- 原文:
+++++

Chanjing TTS

功能说明

调用蝉镜 TTS Open API：列举音色、创建合成任务、轮询并从接口返回 URL 下载音频。脚本不依赖 ffmpeg/ffprobe。

运行依赖

python3 与同仓库 scripts/*.py
无 ffmpeg/ffprobe 门控

环境变量与机器可读声明

环境变量键名与说明：manifest.yaml（environment 段）及本文
变量、凭据、合规 permissions、clientPermissions、agentPolicy：manifest.yaml

使用命令

ClawHub（slug 以注册表为准）：clawhub run chanjing-tts
本仓库：python skills/chanjing-tts/scripts/create_task.py …（见正文 How to Use）

登记与审稿（单一事实来源）

主凭据、下载行为、primaryEnv 省略等：以 manifest.yaml 为准。本篇 How to Use 起为 API 步骤说明。

When to Use This Skill

Use this skill when the user needs to generate audio from text.

Chanjing TTS supports:

both Chinese and English
multiple system voices
adjustment of speech speed
sentence-level timestamp in result

How to Use This Skill

前置条件（权限验证）：执行本 Skill 前，必须先通过 chanjing-credentials-guard 完成 AK/SK 与 Token 校验。本 Skill 与 guard 使用同一套凭证（~/.chanjing/credentials.json）；脚本在无凭证时会执行 open_login_page.py 脚本，在默认浏览器打开 AK/SK 注册/登录页，并提示配置命令。凭据与审稿对表见 manifest.yaml。

Security & credentials（引用）

详见 manifest.yaml 中 credentials 与 clientPermissions（及合规顶层 permissions）。

Multiple APIs need to be invoked. All share the domain: "https://open-api.chanjing.cc". All requests communicate using json. You should use utf-8 to encode and decode text throughout this task.

Obtain an access_token, which is required for all subsequent API calls
List all voice IDs and select one to use
Call the Create Speech API, record task_id
Poll the Query Speech Status API until success, then download generated audio file using the url in response

Obtain AccessToken

从 ~/.chanjing/credentials.json 读取 app_id 和 secret_key，若无有效 Token 则调用：

POST /open/v1/access_token
Content-Type: application/json

请求体（使用本地配置的 app_id、secret_key）：

{
  "app_id": "<从 credentials.json 读取>",
  "secret_key": "<从 credentials.json 读取>"

+++++

- 练习要求:
1. 根据蝉镜 TTS 说明，所有接口共用哪个域名？
2. 请从蝉镜 TTS 说明最后显示的内容之后接着往下写。

- 给定材料:
+++++

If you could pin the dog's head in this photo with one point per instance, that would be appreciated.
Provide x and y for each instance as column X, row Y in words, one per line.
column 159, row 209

+++++

- 你的回答:
1. https://open-api.chanjing.cc

2.
}

Response example:

{
  "trace_id": "8ff3fcd57b33566048ef28568c6cee96",
  "code": 0,
  "msg": "success",
  "data": {
    "access_token": "1208CuZcV1Vlzj8MxqbO0kd1Wcl4yxwoHl6pYIzvAGoP3DpwmCCa73zmgR5NCrNu",
    "expire_in": 1721289220
  }
}

Response field description:

| First-level Field | Second-level Field | Description | |---|---|---| | code | | Response status code | | msg | | Response message | | data | | Response data | | | access_token | Valid for one day, previous token will be invalidated | | | expire_in | Token expiration time |

Response Status Code Description

| Code | Description | |---|---| | 0 | Success | | 400 | Invalid parameter format | | 40000 | Parameter error | | 50000 | System internal error |

Select a Voice ID

Obtain all available voice IDs via API, and select one that fits the task at hand. The dialect/accent can be deduced from the voice name.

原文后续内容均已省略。